● Given data
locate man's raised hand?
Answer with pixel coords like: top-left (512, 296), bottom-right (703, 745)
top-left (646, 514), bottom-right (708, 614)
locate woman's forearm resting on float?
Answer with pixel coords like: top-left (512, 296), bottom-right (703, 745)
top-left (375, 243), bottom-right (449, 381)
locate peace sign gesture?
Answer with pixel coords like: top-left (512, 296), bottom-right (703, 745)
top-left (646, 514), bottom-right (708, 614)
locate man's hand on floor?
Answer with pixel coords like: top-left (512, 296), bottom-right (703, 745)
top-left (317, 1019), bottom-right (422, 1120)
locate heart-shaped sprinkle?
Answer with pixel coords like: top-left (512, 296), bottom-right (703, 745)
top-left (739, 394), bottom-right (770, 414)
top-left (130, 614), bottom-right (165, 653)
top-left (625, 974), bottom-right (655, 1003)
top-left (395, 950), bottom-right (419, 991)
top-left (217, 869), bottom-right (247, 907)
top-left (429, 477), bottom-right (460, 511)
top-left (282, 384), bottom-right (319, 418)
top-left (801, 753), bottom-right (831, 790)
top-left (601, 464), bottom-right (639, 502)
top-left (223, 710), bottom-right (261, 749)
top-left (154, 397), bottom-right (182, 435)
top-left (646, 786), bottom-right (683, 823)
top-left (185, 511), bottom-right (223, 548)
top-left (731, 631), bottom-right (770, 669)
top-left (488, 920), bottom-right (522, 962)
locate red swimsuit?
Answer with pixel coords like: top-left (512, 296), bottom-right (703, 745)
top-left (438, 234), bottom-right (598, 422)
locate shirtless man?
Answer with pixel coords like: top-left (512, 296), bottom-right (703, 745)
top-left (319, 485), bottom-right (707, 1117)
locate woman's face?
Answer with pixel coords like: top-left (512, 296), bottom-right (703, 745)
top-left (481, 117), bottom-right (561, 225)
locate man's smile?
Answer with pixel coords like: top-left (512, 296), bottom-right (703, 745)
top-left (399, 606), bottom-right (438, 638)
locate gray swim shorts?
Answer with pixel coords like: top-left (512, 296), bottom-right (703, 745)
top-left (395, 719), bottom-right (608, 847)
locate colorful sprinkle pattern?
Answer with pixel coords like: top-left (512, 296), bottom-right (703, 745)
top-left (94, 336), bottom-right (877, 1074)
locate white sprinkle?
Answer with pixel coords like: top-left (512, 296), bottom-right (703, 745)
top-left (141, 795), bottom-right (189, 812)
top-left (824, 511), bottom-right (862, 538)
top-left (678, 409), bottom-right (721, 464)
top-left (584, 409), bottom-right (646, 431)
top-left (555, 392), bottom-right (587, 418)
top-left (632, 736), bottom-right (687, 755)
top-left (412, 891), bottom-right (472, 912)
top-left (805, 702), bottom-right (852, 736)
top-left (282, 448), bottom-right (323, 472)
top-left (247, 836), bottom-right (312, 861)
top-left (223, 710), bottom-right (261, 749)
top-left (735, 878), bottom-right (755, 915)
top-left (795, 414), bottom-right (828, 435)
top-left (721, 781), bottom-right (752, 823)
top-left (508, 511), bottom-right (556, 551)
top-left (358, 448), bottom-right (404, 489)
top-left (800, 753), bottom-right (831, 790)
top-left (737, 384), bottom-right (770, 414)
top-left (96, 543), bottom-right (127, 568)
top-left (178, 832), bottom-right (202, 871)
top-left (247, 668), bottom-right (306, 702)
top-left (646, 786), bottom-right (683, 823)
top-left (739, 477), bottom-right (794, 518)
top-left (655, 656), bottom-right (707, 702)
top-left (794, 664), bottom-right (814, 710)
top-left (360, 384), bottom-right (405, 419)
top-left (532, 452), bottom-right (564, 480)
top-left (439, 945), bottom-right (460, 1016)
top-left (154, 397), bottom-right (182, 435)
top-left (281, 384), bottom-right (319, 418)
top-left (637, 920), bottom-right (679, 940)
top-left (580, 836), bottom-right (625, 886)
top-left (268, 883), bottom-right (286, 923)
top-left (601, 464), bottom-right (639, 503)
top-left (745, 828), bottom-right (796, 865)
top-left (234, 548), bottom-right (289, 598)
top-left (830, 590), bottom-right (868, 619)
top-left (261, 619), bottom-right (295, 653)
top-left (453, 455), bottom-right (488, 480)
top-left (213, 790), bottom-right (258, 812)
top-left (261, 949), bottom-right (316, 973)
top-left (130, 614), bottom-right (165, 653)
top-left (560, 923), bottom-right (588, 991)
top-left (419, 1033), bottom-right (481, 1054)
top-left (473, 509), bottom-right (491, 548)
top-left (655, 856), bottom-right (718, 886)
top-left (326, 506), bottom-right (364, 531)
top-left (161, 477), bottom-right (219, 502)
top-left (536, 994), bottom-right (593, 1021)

● The exercise
Format the lines of every item above as a JSON list of strings, one string per line, omitting blank lines.

● Answer in full
[
  "locate man's raised hand?",
  "Answer with pixel coords like: top-left (512, 296), bottom-right (703, 745)",
  "top-left (646, 514), bottom-right (708, 614)",
  "locate woman's forearm resting on float?",
  "Answer with pixel coords like: top-left (512, 296), bottom-right (703, 745)",
  "top-left (375, 243), bottom-right (449, 381)",
  "locate peace sign gesture?",
  "Answer with pixel coords like: top-left (512, 296), bottom-right (703, 745)",
  "top-left (646, 514), bottom-right (708, 614)",
  "locate man's hand on floor?",
  "Answer with pixel coords like: top-left (512, 296), bottom-right (703, 745)",
  "top-left (317, 1019), bottom-right (422, 1120)",
  "locate heart-shaped sprinkle?",
  "Answer with pixel coords like: top-left (512, 296), bottom-right (703, 745)",
  "top-left (739, 394), bottom-right (770, 414)",
  "top-left (130, 614), bottom-right (165, 653)",
  "top-left (625, 974), bottom-right (655, 1003)",
  "top-left (395, 950), bottom-right (419, 991)",
  "top-left (217, 869), bottom-right (247, 907)",
  "top-left (429, 477), bottom-right (460, 511)",
  "top-left (282, 384), bottom-right (319, 418)",
  "top-left (801, 753), bottom-right (831, 790)",
  "top-left (601, 464), bottom-right (639, 502)",
  "top-left (223, 710), bottom-right (261, 749)",
  "top-left (154, 397), bottom-right (182, 435)",
  "top-left (646, 786), bottom-right (683, 823)",
  "top-left (185, 511), bottom-right (223, 548)",
  "top-left (731, 631), bottom-right (770, 669)",
  "top-left (488, 920), bottom-right (522, 962)",
  "locate red swimsuit?",
  "Answer with pixel coords like: top-left (512, 296), bottom-right (703, 745)",
  "top-left (438, 234), bottom-right (598, 422)",
  "locate shirtless man?",
  "Answer with pixel coords like: top-left (512, 296), bottom-right (703, 745)",
  "top-left (319, 485), bottom-right (707, 1117)",
  "locate woman's face?",
  "Answer with pixel coords like: top-left (512, 296), bottom-right (703, 745)",
  "top-left (481, 117), bottom-right (561, 225)",
  "locate man's smile?",
  "Answer with pixel coords like: top-left (512, 296), bottom-right (703, 745)",
  "top-left (399, 606), bottom-right (438, 638)",
  "locate gray swim shorts?",
  "Answer with pixel coords like: top-left (512, 296), bottom-right (703, 745)",
  "top-left (395, 719), bottom-right (608, 847)",
  "locate colorful sprinkle pattern?",
  "Answer with pixel coords like: top-left (512, 296), bottom-right (703, 745)",
  "top-left (94, 336), bottom-right (877, 1074)",
  "locate white sprinkle?",
  "Answer with pixel coords like: top-left (512, 296), bottom-right (703, 745)",
  "top-left (141, 795), bottom-right (189, 812)",
  "top-left (824, 511), bottom-right (862, 538)",
  "top-left (678, 409), bottom-right (721, 464)",
  "top-left (584, 409), bottom-right (646, 431)",
  "top-left (555, 392), bottom-right (587, 418)",
  "top-left (632, 736), bottom-right (687, 755)",
  "top-left (412, 891), bottom-right (472, 912)",
  "top-left (805, 702), bottom-right (852, 736)",
  "top-left (282, 448), bottom-right (323, 472)",
  "top-left (247, 836), bottom-right (312, 861)",
  "top-left (223, 710), bottom-right (261, 749)",
  "top-left (735, 878), bottom-right (755, 915)",
  "top-left (795, 414), bottom-right (828, 435)",
  "top-left (721, 781), bottom-right (752, 823)",
  "top-left (508, 511), bottom-right (556, 551)",
  "top-left (358, 448), bottom-right (404, 489)",
  "top-left (800, 753), bottom-right (831, 790)",
  "top-left (737, 384), bottom-right (770, 414)",
  "top-left (96, 543), bottom-right (127, 568)",
  "top-left (178, 832), bottom-right (202, 871)",
  "top-left (247, 668), bottom-right (306, 702)",
  "top-left (646, 786), bottom-right (683, 823)",
  "top-left (739, 477), bottom-right (794, 518)",
  "top-left (655, 656), bottom-right (707, 702)",
  "top-left (794, 664), bottom-right (814, 710)",
  "top-left (360, 384), bottom-right (405, 419)",
  "top-left (532, 452), bottom-right (564, 480)",
  "top-left (439, 945), bottom-right (460, 1016)",
  "top-left (154, 397), bottom-right (182, 435)",
  "top-left (281, 384), bottom-right (319, 418)",
  "top-left (637, 920), bottom-right (679, 940)",
  "top-left (580, 836), bottom-right (625, 886)",
  "top-left (268, 883), bottom-right (286, 923)",
  "top-left (601, 464), bottom-right (639, 503)",
  "top-left (745, 828), bottom-right (796, 865)",
  "top-left (234, 548), bottom-right (289, 598)",
  "top-left (830, 590), bottom-right (868, 619)",
  "top-left (261, 619), bottom-right (295, 653)",
  "top-left (453, 455), bottom-right (488, 480)",
  "top-left (213, 790), bottom-right (258, 812)",
  "top-left (261, 949), bottom-right (316, 973)",
  "top-left (130, 614), bottom-right (165, 653)",
  "top-left (560, 923), bottom-right (588, 991)",
  "top-left (419, 1033), bottom-right (481, 1054)",
  "top-left (473, 509), bottom-right (491, 548)",
  "top-left (655, 856), bottom-right (718, 886)",
  "top-left (326, 506), bottom-right (364, 531)",
  "top-left (161, 477), bottom-right (219, 502)",
  "top-left (536, 994), bottom-right (593, 1021)"
]